**Task prompt:**
Reproduce the full text of the article on society's treatment of people with challenging behaviour verbatim, without changing any character.

**Extracted text:**
########
Challenging society on behaviour

Recent stories about the treatment of people with what’s often referred to as “challenging behaviour” have given the experts pause for thought about society’s attitudes towards such people and such behaviour. Ian Macrae discusses some of the issues with Professor Peter Beresford of Brunel University.

Central to Peter Beresford’s views on the way in which people with challenging behaviour are treated or mistreated is his belief that there is no excuse for getting it wrong.

Beresford believes that a sufficient body of knowledge and expertise has built up over recent decades that should give those involved in social care and education the wherewithal to handle situations better.

In particular he cites the work of the late Jim Mansell.

“At the time of Winterbourne View he wrote a piece that restated what really is the knowledge that people in his field have generated over the last 20 years.

“Apart from the fact that ‘Challenging behaviour’ is quite contentious because it individualises what is really a social issue, what was being done at Winter­bourne View was the absolute antithesis of what we have known for years is needed for people identified as having challenging behaviour.

“If people are behaving in difficult ways or can be prompted by circumstances to do so, then the way you move on and address that and make progress is through developing relationships with those people.”
########
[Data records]
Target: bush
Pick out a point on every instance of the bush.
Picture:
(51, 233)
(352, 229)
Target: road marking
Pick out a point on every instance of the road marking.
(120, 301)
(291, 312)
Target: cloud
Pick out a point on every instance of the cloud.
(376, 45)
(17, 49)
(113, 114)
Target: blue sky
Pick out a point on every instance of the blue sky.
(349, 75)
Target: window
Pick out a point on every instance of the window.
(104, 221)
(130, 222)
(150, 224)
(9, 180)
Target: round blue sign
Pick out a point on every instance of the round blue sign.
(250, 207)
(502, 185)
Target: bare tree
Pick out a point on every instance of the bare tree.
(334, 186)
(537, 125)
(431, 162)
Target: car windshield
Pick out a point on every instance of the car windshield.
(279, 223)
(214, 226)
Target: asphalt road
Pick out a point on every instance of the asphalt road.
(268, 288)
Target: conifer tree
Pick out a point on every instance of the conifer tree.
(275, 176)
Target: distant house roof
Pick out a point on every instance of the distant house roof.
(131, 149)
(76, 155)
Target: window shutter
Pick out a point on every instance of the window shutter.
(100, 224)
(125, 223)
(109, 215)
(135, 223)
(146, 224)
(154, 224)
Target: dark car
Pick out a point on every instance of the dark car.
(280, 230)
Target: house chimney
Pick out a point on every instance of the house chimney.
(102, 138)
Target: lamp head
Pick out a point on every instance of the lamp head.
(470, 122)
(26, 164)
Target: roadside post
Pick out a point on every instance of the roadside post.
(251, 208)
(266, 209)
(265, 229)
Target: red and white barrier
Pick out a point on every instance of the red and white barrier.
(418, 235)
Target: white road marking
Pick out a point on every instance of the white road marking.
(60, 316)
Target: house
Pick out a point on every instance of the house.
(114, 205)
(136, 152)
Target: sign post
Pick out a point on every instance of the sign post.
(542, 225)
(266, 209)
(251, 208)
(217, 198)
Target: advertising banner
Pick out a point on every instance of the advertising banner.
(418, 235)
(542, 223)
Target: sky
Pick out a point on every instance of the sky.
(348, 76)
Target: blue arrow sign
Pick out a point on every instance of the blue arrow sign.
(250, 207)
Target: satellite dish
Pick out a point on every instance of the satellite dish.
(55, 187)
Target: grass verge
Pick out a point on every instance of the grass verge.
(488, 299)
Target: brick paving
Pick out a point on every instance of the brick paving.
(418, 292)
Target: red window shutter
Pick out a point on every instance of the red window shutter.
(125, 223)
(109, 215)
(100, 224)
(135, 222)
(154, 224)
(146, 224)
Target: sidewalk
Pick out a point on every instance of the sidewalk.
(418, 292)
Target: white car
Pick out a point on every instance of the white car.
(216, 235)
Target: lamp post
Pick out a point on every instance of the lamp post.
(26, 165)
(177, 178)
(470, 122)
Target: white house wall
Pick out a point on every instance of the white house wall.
########
**Solution for this problem:**
Challenging society on behaviour

Recent stories about the treatment of people with what’s often referred to as “challenging behaviour” have given the experts pause for thought about society’s attitudes towards such people and such behaviour. Ian Macrae discusses some of the issues with Professor Peter Beresford of Brunel University.

Central to Peter Beresford’s views on the way in which people with challenging behaviour are treated or mistreated is his belief that there is no excuse for getting it wrong.

Beresford believes that a sufficient body of knowledge and expertise has built up over recent decades that should give those involved in social care and education the wherewithal to handle situations better.

In particular he cites the work of the late Jim Mansell.

“At the time of Winterbourne View he wrote a piece that restated what really is the knowledge that people in his field have generated over the last 20 years.

“Apart from the fact that ‘Challenging behaviour’ is quite contentious because it individualises what is really a social issue, what was being done at Winter­bourne View was the absolute antithesis of what we have known for years is needed for people identified as having challenging behaviour.

“If people are behaving in difficult ways or can be prompted by circumstances to do so, then the way you move on and address that and make progress is through developing relationships with those people.”